<<<<

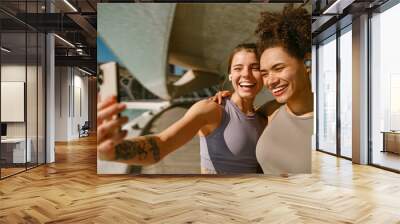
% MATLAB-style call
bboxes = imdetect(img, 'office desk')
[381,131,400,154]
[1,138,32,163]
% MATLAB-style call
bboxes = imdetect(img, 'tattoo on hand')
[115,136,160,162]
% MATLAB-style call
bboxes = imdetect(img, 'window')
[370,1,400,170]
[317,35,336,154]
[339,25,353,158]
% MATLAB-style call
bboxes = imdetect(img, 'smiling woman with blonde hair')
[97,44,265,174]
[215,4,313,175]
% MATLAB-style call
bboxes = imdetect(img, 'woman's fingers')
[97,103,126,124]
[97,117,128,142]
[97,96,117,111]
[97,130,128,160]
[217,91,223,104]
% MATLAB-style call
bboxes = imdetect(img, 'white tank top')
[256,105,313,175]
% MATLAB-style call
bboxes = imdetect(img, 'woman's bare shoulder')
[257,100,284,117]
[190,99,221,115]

>>>>
<<<<

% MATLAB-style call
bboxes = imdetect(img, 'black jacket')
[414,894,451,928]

>>>>

Pull out each line of the items above that contains the word "bboxes".

**Exercise answer:**
bboxes = imdetect(img, 'office desk')
bboxes = imdetect(img, 'tattoo on hand')
bboxes = imdetect(img, 'window')
bboxes = imdetect(img, 'smiling woman with blonde hair')
bboxes = imdetect(img, 'woman's fingers')
bboxes = imdetect(img, 'white tank top')
bboxes = imdetect(img, 'woman's bare shoulder')
bboxes = imdetect(img, 'black jacket')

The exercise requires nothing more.